Text provided:

————

Let me start by paying homage:  the Strange Invisible Perfumes store on too-cool-to-live Abbot Kinney Boulevard in Venice, Ca., is almost worth a 6,000 mile (carbon-offset) trip in itself.  Indeed, The Scent Critic was so keen to visit this botanical perfumery that when a business trip to Los Angeles was on the cards, a hotel was specifically booked nearby, in order to make a pilgrimage.

Choosing one out of the two dozen or so creations (because SIPs are most certainly not drugstore-priced) was like trying to choose which of your children to save in a fire.  Well, that’s over-dramatising, but it was seriously hard.  Over time, I hope gradually to work my way through more of these otherworldly creations – maybe Black Rosette, with its roses, black tea, leather and spearmint;  deliciously sweet and soft Fire and Cream (think oranges and orange blossom, frankincense, white lavender and vetiver), and crisp-as-a-Mediterranean-morning Peloponnesian, all of which tickled The Scent Critic’s fancy no end.

Though I didn’t fall in love with every single creation, none was less than intriguing.  In the end, after much sniffing of nostril-refreshing coffee beans, I settled on the joyous nectar that is L’Invisible (in eau de parfum format):  an ethereal synergy of amber, moss, ylang-ylang, rose and lemon.  Described as the ‘Little Black Dress’ of the Strange Invisible collection, it’s more akin to a Paris scent than many of the more truly ‘botanical’ botanicals in the collection – but I’m wearing it everyday and love, love, loving its fresh/warm contrasts.

————

Request 1: Pull out every line of the entries that contains the word "atlantean", and copy each one.
Request 2: Write the next part of the perfume review, beginning after its last sentence.

(Dataset entries about where objects are located)

————

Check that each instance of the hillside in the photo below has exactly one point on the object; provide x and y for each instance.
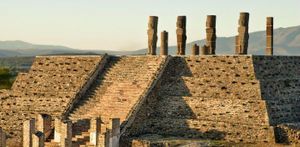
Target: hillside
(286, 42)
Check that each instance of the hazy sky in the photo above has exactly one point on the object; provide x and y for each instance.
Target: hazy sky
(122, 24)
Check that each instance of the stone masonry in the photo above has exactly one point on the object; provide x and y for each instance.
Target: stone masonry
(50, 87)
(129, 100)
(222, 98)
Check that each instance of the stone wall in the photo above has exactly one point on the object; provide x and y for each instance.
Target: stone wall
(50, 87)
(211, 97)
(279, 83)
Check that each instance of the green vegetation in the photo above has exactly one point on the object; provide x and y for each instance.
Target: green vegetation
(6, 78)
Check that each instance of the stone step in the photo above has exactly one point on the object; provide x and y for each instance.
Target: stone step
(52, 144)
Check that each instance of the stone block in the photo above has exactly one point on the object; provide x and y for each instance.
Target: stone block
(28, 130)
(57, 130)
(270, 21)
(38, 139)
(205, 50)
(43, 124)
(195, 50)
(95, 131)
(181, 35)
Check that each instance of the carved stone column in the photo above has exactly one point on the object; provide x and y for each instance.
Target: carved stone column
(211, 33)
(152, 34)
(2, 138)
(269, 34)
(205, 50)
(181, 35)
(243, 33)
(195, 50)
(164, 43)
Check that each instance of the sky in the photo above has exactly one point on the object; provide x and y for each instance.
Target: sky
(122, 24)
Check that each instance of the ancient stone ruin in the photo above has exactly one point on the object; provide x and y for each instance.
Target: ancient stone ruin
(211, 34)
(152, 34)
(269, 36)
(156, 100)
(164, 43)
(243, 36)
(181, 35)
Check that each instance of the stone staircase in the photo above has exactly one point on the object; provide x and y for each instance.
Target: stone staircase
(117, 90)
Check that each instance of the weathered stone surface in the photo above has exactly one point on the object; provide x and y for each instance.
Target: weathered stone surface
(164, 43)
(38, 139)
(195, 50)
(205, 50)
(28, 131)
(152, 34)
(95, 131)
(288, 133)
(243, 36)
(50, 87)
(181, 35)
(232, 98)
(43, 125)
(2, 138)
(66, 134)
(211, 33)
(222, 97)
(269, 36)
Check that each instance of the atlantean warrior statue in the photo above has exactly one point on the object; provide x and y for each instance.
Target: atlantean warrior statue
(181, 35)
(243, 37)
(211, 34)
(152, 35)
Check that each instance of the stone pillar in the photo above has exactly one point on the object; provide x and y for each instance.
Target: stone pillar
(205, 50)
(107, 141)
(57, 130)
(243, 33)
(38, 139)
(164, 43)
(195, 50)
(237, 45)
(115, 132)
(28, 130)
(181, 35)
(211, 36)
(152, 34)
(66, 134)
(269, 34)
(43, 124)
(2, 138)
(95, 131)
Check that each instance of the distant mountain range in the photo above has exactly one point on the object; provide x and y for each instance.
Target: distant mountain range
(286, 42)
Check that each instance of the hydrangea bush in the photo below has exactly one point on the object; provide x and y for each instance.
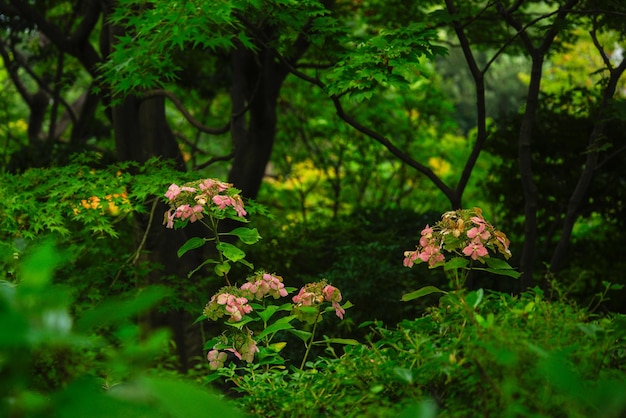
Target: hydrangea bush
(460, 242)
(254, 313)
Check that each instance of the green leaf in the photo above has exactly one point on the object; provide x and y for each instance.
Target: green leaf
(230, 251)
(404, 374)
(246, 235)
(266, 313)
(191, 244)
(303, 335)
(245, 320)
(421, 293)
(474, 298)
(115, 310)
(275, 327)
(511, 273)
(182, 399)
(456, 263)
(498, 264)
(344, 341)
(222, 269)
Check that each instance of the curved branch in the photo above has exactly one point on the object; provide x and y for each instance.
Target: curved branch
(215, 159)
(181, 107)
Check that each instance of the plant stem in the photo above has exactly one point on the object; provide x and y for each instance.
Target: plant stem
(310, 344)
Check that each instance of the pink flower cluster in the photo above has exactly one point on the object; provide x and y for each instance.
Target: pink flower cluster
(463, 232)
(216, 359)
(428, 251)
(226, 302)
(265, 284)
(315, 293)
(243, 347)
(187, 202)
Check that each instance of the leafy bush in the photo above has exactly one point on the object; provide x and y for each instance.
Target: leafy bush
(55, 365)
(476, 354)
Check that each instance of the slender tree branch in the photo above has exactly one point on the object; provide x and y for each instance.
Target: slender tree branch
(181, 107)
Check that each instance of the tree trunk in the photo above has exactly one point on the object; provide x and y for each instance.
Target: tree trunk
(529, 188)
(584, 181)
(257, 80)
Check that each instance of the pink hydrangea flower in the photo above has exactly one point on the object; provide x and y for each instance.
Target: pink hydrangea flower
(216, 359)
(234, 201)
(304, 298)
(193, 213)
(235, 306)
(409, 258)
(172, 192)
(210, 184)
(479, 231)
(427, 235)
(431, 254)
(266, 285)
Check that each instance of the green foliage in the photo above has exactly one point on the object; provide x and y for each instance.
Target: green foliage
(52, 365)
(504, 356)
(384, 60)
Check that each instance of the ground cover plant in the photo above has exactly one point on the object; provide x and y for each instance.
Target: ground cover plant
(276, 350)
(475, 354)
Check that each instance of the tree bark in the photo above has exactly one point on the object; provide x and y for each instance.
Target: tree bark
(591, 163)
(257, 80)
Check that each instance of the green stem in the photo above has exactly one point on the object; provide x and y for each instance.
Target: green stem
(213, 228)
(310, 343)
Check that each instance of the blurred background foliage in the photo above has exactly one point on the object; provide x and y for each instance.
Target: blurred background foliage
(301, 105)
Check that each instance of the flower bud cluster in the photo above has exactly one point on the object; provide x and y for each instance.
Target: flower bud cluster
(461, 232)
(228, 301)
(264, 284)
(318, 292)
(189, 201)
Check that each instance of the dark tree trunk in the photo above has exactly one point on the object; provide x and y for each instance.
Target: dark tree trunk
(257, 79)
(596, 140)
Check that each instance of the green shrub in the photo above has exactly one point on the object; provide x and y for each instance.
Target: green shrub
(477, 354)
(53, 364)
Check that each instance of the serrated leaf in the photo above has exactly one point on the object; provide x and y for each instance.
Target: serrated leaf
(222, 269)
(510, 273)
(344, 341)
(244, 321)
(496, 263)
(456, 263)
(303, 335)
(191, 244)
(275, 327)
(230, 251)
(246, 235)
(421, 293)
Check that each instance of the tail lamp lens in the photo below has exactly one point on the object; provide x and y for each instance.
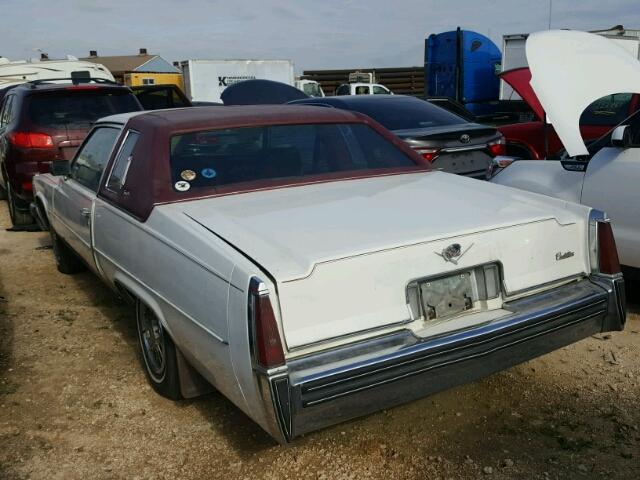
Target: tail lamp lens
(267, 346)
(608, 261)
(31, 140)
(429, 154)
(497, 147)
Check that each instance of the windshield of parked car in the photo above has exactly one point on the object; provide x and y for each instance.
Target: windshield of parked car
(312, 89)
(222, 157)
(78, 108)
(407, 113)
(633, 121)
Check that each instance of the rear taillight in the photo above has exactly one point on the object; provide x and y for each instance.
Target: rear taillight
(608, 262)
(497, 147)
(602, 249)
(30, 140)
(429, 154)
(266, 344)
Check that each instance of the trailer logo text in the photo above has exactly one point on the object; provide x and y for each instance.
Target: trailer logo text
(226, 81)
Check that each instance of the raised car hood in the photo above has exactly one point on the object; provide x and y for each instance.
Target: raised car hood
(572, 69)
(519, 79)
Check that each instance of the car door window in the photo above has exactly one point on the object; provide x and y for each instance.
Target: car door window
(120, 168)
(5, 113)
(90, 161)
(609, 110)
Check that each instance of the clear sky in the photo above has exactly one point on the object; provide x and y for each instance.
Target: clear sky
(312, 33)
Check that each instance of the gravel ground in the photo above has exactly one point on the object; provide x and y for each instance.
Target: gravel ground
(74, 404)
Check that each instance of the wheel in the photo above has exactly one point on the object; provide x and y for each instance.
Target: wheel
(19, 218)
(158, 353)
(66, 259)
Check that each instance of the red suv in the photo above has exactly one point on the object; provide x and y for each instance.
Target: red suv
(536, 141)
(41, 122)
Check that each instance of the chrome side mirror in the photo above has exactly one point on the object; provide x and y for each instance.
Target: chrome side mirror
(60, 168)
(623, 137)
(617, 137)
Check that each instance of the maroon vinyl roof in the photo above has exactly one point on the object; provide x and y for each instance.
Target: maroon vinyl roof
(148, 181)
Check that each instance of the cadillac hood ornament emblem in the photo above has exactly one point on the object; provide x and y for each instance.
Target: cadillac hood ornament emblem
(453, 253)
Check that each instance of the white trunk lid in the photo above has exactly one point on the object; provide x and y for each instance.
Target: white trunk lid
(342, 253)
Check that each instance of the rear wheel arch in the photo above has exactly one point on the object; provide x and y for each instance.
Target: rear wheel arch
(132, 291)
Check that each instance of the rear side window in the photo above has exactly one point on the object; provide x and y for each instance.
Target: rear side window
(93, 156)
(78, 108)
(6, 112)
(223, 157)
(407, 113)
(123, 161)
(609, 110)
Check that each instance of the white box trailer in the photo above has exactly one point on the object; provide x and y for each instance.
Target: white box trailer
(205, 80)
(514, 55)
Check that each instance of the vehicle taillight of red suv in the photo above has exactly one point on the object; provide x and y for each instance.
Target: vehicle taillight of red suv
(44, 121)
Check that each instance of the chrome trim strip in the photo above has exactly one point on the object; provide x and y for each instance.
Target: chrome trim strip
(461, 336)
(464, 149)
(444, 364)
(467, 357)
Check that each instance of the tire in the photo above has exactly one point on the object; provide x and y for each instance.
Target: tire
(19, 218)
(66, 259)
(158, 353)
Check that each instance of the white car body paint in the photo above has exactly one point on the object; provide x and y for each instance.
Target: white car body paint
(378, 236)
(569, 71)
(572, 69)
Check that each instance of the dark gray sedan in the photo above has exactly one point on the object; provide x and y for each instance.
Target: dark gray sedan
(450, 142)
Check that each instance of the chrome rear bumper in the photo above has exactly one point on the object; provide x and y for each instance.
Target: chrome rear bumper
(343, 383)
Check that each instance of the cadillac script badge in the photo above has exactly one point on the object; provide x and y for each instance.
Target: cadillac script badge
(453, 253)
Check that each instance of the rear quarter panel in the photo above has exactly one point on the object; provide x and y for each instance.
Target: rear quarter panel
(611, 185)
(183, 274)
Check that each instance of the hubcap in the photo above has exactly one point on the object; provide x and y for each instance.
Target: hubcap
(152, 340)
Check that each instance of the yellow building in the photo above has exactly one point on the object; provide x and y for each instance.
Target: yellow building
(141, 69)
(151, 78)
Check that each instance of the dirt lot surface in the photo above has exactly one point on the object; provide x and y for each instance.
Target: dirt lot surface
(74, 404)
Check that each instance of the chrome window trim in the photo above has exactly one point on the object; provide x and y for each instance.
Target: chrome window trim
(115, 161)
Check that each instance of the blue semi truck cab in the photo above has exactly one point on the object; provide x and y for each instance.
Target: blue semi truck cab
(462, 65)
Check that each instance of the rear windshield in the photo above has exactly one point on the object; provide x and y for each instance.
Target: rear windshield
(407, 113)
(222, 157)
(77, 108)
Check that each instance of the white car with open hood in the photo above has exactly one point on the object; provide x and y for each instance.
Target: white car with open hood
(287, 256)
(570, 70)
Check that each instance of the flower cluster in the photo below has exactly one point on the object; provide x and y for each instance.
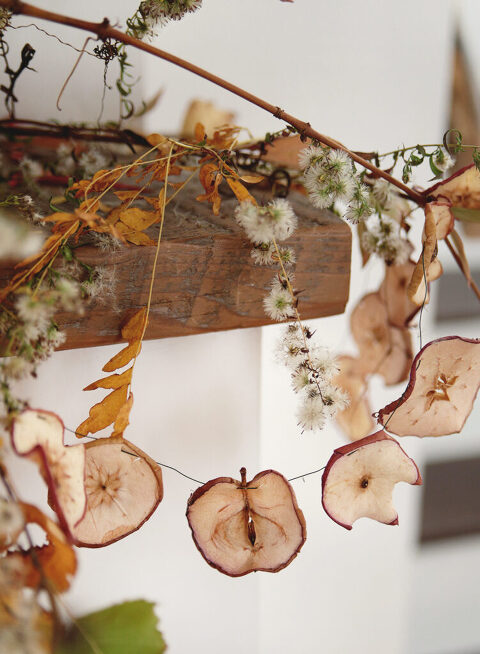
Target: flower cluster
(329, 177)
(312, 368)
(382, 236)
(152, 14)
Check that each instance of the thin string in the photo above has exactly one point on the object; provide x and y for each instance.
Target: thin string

————

Exercise answer 1:
Check that each instance of the atlantean warrior statue in the photo above has exactly one point on the object; provide x and y for each instance.
Target: atlantean warrior statue

Exercise answer 2:
The weird thing is, it smells just like L.A., to me – and maybe that’s why I love it:.  Not the diesel-fume-laden freeway L.A., or the fast-food-aromas-L.A., but a stroll through the traffic-free lanes of residential Santa Monica and Venice L.A.:  sun-warmed, delivering bursts of citrussy scents from trees in blossom or sometimes laden with fruit (always a miracle to someone from a more apple-y climate), with roses scrambling everywhere and blowsy hibiscus bursting through picket fences.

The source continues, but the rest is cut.